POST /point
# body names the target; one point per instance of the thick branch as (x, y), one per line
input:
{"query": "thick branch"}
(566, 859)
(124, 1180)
———
◆ Instructions to follow: Reproduce all of these lines, requests included, and offset every coordinate in the answers by 131.

◆ Answer in full:
POST /point
# body names the target; one point per instance of the thick branch as (x, y), one per line
input:
{"query": "thick branch"}
(697, 990)
(255, 1311)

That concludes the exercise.